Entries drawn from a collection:
────────

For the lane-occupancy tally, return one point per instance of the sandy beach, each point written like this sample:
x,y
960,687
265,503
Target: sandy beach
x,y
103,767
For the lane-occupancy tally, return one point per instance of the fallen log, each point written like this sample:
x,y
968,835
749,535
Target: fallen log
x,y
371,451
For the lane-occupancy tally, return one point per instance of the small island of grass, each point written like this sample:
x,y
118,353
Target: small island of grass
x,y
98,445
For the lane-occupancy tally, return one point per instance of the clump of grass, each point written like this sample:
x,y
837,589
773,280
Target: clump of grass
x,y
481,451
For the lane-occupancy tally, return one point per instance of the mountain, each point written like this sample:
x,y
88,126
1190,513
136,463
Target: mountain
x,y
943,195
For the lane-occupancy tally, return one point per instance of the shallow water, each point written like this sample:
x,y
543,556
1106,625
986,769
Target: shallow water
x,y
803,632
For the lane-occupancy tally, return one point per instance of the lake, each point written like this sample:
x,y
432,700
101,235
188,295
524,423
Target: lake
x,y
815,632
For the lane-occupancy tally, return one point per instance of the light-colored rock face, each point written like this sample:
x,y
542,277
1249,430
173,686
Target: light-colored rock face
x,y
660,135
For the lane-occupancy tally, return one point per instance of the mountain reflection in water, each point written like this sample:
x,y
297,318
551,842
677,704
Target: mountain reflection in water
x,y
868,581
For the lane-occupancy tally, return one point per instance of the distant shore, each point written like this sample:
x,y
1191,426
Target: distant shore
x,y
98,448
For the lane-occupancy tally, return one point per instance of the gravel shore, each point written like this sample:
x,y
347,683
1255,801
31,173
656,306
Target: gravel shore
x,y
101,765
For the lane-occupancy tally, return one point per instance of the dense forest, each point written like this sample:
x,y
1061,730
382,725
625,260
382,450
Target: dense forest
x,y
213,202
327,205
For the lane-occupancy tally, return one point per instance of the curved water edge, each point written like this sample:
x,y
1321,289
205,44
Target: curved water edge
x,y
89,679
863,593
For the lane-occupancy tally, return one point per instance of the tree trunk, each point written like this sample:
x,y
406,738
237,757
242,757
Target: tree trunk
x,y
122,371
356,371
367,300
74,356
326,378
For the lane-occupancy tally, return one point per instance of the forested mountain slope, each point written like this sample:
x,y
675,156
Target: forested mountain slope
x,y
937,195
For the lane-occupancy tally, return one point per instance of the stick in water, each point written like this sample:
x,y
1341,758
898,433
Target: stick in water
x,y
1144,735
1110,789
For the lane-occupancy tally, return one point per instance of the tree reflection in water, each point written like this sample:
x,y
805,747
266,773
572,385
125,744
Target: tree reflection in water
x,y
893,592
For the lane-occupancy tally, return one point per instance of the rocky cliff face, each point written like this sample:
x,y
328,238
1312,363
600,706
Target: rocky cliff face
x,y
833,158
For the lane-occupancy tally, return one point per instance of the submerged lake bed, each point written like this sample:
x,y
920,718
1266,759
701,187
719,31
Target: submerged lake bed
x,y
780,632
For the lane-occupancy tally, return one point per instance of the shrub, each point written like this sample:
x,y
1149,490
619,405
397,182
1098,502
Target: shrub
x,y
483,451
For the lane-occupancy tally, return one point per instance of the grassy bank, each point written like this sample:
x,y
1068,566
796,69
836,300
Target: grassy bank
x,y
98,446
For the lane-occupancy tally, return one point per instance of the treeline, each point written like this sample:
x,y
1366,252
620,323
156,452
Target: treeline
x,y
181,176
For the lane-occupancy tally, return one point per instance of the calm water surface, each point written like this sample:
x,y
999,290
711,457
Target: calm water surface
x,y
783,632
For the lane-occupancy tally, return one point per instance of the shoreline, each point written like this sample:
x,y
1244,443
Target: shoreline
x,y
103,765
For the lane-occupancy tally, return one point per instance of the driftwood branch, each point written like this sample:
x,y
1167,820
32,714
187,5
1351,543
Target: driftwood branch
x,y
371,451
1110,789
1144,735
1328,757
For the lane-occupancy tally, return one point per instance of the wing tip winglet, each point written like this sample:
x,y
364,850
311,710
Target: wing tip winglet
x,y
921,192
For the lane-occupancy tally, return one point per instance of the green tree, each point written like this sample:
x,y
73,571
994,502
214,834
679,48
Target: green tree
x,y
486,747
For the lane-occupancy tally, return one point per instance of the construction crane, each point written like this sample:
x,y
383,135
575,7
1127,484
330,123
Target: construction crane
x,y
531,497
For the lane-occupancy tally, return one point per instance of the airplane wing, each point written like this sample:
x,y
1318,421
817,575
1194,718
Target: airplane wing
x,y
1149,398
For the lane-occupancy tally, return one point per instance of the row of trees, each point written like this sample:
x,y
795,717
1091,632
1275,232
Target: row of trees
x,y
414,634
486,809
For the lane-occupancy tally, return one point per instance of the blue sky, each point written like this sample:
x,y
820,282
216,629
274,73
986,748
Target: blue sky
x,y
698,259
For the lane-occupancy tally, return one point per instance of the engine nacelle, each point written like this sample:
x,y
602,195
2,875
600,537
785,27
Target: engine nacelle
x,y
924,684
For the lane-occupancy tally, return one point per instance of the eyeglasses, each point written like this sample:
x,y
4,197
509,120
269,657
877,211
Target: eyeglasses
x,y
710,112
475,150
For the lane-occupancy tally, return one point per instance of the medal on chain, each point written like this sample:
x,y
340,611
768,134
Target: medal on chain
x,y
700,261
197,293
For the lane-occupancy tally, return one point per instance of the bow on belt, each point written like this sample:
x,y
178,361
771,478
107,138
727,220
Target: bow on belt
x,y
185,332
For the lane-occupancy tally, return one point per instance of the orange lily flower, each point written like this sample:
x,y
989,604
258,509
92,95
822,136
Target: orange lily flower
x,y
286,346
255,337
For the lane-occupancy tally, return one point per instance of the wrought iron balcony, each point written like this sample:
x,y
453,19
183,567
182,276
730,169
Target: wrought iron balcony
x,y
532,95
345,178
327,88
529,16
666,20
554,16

────────

AIM OF THE TASK:
Write out all of the records above word for word, changing nothing.

FULL SOLUTION:
For the lane-occupancy tally, return one point per instance of the sandy beach, each point written like this sample:
x,y
960,687
265,503
Target: sandy beach
x,y
103,767
For the lane-occupancy tally, return one point per instance of the fallen log, each point written like this sample:
x,y
968,835
749,535
Target: fallen log
x,y
371,451
For the lane-occupancy tally, return one point per instance of the small island of grass, each point written like this sample:
x,y
118,353
Target: small island of grass
x,y
98,445
For the lane-occupancy tally, return one point per instance of the clump of grass, each point written like this sample:
x,y
837,589
773,280
Target: clump of grass
x,y
481,451
For the lane-occupancy tally, return one point per instance of the mountain, each point written like this sample:
x,y
88,126
1190,513
136,463
Target: mountain
x,y
943,195
For the lane-occupancy tally, return one point per instance of the shallow water, each point written like this sample:
x,y
543,556
1106,625
986,769
Target: shallow water
x,y
803,632
For the lane-occupancy tally, return one point per instance of the lake, each point written like this sample:
x,y
432,700
101,235
188,295
524,423
Target: lake
x,y
815,632
For the lane-occupancy tally, return one point per instance of the light-colored rock face, each point written like this sample:
x,y
542,277
1249,430
173,686
Target: light-colored rock face
x,y
660,135
For the lane-occupancy tally, return one point per instance of the mountain reflection in water, each point written like this sample:
x,y
297,318
551,842
677,704
Target: mountain reflection in water
x,y
868,581
For the lane-occupancy tally, return one point per instance of the distant shore, each point written like this sample:
x,y
1191,426
Target: distant shore
x,y
98,448
For the lane-occupancy tally, return one point per instance of the gravel shore, each point written like this sample:
x,y
347,683
1255,801
31,173
656,306
Target: gravel shore
x,y
101,765
For the lane-occupancy tally, return one point per instance of the dense forest, each point written like this sample:
x,y
1061,730
382,725
625,260
382,450
Target: dense forest
x,y
213,202
327,205
For the lane-occupancy tally, return one point per instance of the curved water edge, each point written like this sample:
x,y
1321,289
205,44
Target: curved water edge
x,y
89,679
863,593
For the lane-occupancy tally, return one point per instance of the tree trunk, each point written like this sample:
x,y
406,738
237,757
242,757
Target: tree trunk
x,y
122,371
356,371
367,300
74,356
326,378
For the lane-occupancy tally, return one point per instance of the forested mountain slope, each point written like this sample:
x,y
675,156
Target: forested mountain slope
x,y
937,195
For the lane-occupancy tally, return one point per instance of the stick in water, each point written like this sample:
x,y
1341,758
898,433
Target: stick in water
x,y
1144,735
1110,789
For the lane-occupancy tally, return one point per instance of the tree reflection in water, each point written like this sample:
x,y
805,747
266,773
572,385
125,744
Target: tree reflection in water
x,y
893,592
For the lane-occupancy tally, return one point per instance of the rocky cliff face, each point written like this sample:
x,y
328,238
1312,363
600,706
Target: rocky cliff face
x,y
833,158
For the lane-occupancy tally, return one point per instance of the submerged lake bed, each point written like this sample:
x,y
920,718
1266,759
701,187
719,31
Target: submerged lake bed
x,y
780,632
For the lane-occupancy tally, return one point per instance of the shrub, each point written like this sample:
x,y
1149,490
619,405
397,182
1098,502
Target: shrub
x,y
483,451
For the lane-occupancy tally, return one point per instance of the grassy bank, each point written like this sample:
x,y
1068,566
796,69
836,300
Target: grassy bank
x,y
98,446
For the lane-occupancy tally, return one point per instance of the treeline, each point written like this sample:
x,y
1366,252
620,323
156,452
Target: treeline
x,y
181,176
For the lane-occupancy tally, return one point per instance of the calm water surface, each point written like this sample:
x,y
999,290
711,457
Target: calm water surface
x,y
783,632
For the lane-occupancy tally, return one point per instance of the shoreline, each point written like this sample:
x,y
1244,443
Target: shoreline
x,y
103,765
For the lane-occupancy tally, return one point per instance of the driftwood branch, each point written like this sample:
x,y
1167,820
32,714
187,5
1351,543
Target: driftwood branch
x,y
371,451
1110,789
1144,735
1328,757
For the lane-occupancy tally, return one point per instance of the wing tip winglet, each point written like this sample:
x,y
364,850
311,710
Target: wing tip winglet
x,y
921,192
For the lane-occupancy tally, return one point per instance of the green tree, each point written like this sample:
x,y
73,571
994,502
214,834
679,48
Target: green tree
x,y
486,747
For the lane-occupancy tally, return one point per instance of the construction crane, each point written like this sample:
x,y
383,135
575,7
1127,484
330,123
Target: construction crane
x,y
531,497
For the lane-occupancy tally, return one point per instance of the airplane wing, each point written like this sample:
x,y
1318,421
817,575
1194,718
Target: airplane wing
x,y
1149,398
For the lane-occupancy tally, return one point per instance of the row of trees, each point written like this sample:
x,y
795,717
1091,632
1275,232
Target: row of trees
x,y
414,634
486,809
For the lane-occupancy tally, return one point per instance of the blue sky, each point written like this sample:
x,y
820,282
216,629
274,73
986,748
Target: blue sky
x,y
698,259
For the lane-occupancy tally, return one point per instance of the engine nacelle, each point written like this sample:
x,y
602,195
2,875
600,537
785,27
Target: engine nacelle
x,y
924,684
For the lane-occupancy tally, return one point per instance of the eyeglasses, each point written like this sample:
x,y
4,197
509,120
269,657
877,211
Target: eyeglasses
x,y
710,112
475,150
For the lane-occupancy tally, return one point per instance of the medal on chain, each point written like this sample:
x,y
340,611
768,134
Target: medal on chain
x,y
700,261
197,293
For the lane-occupancy tally, return one point per instance of the bow on belt, each point written like this sample:
x,y
178,361
771,478
107,138
727,220
Target: bow on belt
x,y
185,332
For the lane-occupancy tally, return one point per instance of the orange lily flower, each point written like this sample:
x,y
989,604
258,509
92,95
822,136
Target: orange lily flower
x,y
286,346
255,337
For the lane-occupancy tally, return one point per instance of the wrought iron balcony, each point written like this sample:
x,y
453,19
183,567
182,276
730,169
Target: wrought iron balcony
x,y
532,95
345,178
327,88
529,16
666,20
554,16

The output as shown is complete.